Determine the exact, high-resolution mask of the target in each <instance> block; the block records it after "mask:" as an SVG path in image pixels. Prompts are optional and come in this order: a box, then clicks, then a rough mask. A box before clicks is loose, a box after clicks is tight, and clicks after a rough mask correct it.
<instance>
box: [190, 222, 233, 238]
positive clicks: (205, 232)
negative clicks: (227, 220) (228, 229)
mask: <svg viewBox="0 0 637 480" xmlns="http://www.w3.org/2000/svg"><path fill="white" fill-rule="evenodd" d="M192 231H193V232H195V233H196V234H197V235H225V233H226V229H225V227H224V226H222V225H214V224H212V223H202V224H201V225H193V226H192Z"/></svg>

---+---

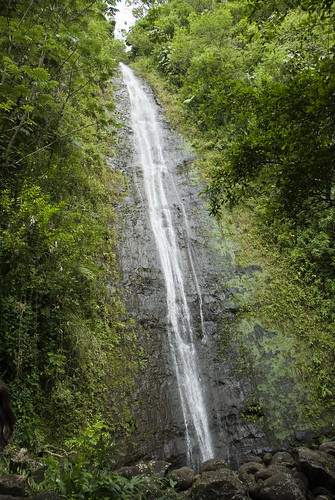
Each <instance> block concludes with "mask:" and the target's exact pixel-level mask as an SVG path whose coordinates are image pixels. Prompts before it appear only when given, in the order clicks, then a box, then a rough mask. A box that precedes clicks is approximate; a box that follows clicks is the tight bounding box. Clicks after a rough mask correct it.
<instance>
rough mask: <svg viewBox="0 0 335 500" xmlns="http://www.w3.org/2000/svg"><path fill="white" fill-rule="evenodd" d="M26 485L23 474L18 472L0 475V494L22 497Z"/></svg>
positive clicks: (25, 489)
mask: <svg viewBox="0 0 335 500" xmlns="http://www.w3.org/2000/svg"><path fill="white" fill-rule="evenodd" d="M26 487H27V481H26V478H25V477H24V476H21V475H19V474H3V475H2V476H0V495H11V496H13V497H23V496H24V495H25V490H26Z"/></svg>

---+---

*Exercise details*
Turn the stretch from the line that contains "Determine the exact, high-resolution" through the line that contains "negative clicks: (227, 220) (228, 229)" into a numbered list, leaving out any blank lines.

*The completed task*
1. Determine the exact, high-resolution mask of the target in each <instance> block; the block records it after "mask:" as an SVG path in image pixels. Prompts are optional and come in this order: a box, then clicks, then a rough mask. A box before clicks is loose, a box after clicks is tight, and clicks after a rough mask correct it.
2. <instance>
3. box: [190, 222, 233, 238]
4. positive clicks: (205, 232)
5. negative clicks: (227, 220) (228, 229)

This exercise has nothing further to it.